* ASSIGNMENT: Go from the first line below to the one with "Target — hanging lamp shade." and print each line exactly.

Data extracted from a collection
==================================================

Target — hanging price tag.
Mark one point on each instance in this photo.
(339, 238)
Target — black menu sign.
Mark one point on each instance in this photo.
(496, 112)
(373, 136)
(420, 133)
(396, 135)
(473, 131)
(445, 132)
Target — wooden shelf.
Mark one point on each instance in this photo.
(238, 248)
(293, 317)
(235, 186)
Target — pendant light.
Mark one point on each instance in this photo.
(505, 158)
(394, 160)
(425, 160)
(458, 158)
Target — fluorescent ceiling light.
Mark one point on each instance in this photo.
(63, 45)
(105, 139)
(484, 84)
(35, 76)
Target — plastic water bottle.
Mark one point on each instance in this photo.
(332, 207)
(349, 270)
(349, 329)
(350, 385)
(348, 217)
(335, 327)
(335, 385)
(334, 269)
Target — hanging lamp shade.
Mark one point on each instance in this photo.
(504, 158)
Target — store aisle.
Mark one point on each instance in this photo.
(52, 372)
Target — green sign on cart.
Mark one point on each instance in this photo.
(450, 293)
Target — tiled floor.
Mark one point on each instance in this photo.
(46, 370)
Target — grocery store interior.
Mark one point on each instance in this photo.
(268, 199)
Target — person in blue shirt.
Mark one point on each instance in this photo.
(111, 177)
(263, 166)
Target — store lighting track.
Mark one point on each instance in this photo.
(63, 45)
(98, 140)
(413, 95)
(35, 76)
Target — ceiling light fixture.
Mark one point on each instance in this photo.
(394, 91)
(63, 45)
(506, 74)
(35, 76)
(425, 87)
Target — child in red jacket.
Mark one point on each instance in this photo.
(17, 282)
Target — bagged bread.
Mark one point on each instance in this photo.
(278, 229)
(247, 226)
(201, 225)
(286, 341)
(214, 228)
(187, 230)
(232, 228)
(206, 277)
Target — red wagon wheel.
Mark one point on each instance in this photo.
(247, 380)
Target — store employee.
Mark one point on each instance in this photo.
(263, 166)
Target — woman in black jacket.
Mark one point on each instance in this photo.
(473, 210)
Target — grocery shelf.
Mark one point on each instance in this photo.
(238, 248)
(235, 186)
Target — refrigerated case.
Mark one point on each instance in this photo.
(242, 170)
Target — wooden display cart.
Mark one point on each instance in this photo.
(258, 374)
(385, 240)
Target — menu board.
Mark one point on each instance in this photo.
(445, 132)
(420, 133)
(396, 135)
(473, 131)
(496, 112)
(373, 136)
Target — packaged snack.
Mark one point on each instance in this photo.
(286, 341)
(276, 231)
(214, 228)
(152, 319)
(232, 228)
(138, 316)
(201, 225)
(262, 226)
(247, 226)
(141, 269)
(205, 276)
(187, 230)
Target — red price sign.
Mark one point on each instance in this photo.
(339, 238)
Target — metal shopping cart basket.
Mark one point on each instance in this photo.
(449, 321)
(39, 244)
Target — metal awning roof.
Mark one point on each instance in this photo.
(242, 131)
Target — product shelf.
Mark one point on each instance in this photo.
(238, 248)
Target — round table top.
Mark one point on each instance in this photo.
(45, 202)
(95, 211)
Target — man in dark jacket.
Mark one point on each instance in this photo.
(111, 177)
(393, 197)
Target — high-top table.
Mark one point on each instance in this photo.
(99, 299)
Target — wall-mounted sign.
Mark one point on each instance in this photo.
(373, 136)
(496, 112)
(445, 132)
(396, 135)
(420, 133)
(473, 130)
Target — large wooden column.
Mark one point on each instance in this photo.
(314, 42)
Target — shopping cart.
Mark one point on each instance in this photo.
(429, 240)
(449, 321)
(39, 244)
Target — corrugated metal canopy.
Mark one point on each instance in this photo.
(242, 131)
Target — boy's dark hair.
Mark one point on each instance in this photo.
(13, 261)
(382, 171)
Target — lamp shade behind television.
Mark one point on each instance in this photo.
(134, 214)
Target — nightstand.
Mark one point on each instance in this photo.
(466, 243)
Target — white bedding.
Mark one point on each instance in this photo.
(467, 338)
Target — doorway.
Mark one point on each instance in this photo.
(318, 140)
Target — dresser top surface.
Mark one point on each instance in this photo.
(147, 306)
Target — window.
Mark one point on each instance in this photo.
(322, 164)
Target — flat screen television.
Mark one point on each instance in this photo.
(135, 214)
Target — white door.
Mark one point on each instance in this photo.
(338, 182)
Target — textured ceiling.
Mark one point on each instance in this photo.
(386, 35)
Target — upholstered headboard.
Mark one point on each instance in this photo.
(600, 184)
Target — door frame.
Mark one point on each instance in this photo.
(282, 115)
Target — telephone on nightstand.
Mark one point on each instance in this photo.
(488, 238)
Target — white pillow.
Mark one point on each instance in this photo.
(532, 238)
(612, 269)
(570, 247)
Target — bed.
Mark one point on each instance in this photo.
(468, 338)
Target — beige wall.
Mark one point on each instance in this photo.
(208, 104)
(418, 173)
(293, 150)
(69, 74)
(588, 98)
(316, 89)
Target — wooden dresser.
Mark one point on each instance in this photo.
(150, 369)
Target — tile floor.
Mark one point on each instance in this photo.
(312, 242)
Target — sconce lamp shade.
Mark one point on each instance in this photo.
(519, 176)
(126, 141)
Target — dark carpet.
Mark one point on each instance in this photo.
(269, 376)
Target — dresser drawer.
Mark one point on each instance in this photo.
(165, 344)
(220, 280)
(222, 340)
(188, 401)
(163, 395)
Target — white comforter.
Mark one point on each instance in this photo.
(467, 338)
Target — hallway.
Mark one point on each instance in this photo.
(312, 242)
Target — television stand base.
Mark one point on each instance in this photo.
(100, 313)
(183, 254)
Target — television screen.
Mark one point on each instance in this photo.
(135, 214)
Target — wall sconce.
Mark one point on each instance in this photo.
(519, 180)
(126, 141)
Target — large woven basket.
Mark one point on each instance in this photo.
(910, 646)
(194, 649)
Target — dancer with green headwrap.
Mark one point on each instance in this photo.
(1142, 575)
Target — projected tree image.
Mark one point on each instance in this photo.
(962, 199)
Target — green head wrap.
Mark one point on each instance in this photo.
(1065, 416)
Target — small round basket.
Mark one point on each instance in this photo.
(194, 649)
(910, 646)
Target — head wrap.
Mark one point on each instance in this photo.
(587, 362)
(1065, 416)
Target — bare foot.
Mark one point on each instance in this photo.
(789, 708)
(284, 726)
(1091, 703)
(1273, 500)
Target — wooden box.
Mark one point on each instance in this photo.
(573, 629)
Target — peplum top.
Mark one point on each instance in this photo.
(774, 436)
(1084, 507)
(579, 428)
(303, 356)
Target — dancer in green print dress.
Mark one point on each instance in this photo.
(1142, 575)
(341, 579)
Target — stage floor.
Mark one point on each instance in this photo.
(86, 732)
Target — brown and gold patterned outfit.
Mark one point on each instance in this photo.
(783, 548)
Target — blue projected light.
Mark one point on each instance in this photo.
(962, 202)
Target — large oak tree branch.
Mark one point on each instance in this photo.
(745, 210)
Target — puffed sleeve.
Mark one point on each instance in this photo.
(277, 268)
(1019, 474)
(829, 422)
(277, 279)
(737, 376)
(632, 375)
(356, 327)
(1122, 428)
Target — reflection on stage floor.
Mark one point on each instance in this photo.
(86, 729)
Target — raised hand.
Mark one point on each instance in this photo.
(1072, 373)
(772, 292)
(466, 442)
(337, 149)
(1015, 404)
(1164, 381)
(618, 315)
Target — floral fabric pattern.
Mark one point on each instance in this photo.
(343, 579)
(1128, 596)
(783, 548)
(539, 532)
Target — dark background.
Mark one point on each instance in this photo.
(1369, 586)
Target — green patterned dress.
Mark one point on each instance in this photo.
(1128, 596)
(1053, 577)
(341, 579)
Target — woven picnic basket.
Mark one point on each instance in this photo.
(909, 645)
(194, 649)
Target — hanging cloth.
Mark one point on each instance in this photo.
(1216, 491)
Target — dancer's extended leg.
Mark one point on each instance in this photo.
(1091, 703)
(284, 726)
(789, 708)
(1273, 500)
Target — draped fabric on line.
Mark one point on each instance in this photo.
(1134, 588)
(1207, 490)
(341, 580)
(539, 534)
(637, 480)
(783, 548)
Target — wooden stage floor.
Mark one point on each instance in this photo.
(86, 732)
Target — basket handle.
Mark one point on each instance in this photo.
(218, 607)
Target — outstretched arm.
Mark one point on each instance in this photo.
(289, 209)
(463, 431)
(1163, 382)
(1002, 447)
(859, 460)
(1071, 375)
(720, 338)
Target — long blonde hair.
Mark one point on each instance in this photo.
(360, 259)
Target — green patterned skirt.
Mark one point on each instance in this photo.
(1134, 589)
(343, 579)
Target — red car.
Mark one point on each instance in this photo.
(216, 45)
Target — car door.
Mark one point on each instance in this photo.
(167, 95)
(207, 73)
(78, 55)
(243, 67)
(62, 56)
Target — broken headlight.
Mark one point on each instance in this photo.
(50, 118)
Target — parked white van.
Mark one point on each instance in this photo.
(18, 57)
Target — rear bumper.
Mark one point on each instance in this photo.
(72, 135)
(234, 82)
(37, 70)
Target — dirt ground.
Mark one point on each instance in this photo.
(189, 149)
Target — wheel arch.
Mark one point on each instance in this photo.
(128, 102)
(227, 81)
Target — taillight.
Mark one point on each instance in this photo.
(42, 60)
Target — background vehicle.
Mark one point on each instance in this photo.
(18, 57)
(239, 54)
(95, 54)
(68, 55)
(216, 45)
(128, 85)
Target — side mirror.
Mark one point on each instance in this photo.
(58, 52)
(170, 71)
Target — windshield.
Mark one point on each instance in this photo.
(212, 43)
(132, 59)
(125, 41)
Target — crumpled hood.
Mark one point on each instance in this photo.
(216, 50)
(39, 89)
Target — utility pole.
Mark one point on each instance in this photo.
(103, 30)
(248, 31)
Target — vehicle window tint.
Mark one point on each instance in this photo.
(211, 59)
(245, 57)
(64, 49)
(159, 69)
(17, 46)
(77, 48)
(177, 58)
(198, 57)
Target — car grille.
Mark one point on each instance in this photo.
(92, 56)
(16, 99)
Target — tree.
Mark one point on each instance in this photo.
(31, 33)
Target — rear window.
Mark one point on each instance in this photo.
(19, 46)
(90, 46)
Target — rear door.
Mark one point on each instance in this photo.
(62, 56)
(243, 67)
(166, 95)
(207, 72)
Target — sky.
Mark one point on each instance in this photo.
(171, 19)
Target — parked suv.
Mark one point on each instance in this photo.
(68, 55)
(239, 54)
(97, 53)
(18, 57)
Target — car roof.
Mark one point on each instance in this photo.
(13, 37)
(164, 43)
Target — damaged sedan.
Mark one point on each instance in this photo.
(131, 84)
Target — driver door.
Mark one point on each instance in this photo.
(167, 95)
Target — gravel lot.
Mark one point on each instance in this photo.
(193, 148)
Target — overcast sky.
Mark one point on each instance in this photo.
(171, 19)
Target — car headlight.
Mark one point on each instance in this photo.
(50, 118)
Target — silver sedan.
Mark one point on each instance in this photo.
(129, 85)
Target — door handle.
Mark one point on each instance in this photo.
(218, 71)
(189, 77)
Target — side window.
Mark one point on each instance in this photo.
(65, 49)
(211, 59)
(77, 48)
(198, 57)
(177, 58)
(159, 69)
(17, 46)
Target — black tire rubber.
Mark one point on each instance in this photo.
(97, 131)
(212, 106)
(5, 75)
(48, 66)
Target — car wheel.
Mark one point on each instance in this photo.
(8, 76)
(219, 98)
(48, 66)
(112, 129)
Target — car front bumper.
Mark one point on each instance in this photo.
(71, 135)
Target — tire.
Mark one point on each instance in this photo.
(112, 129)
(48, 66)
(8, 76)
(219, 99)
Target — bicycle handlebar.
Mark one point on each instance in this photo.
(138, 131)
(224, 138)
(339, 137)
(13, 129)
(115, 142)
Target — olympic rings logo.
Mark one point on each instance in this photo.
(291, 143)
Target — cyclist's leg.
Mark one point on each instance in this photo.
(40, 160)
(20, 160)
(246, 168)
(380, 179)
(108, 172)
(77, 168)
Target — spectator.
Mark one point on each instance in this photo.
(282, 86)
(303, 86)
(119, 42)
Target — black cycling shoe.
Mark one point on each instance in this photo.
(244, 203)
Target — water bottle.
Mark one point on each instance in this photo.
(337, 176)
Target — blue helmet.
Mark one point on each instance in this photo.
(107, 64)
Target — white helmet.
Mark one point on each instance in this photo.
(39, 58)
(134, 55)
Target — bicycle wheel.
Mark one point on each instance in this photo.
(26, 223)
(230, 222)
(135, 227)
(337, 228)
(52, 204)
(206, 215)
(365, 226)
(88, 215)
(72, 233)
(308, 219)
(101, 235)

==================================================

* OUTPUT BELOW:
Target — hanging price tag.
Mark one point on each instance in this photo.
(339, 238)
Target — black menu sign.
Mark one point on each instance in this photo.
(496, 112)
(373, 136)
(420, 133)
(396, 135)
(473, 131)
(445, 132)
Target — wooden shelf.
Mark one point on each instance in this photo.
(238, 248)
(293, 317)
(235, 186)
Target — pendant light.
Mark one point on each instance in this photo.
(505, 158)
(394, 160)
(425, 160)
(458, 158)
Target — fluorescent ceiling light.
Mark one point on each instance in this photo.
(63, 45)
(105, 139)
(484, 84)
(35, 76)
Target — plastic water bottle.
Mark one point on each instance in this photo.
(332, 207)
(349, 270)
(349, 329)
(350, 385)
(348, 217)
(335, 327)
(335, 385)
(334, 269)
Target — hanging lamp shade.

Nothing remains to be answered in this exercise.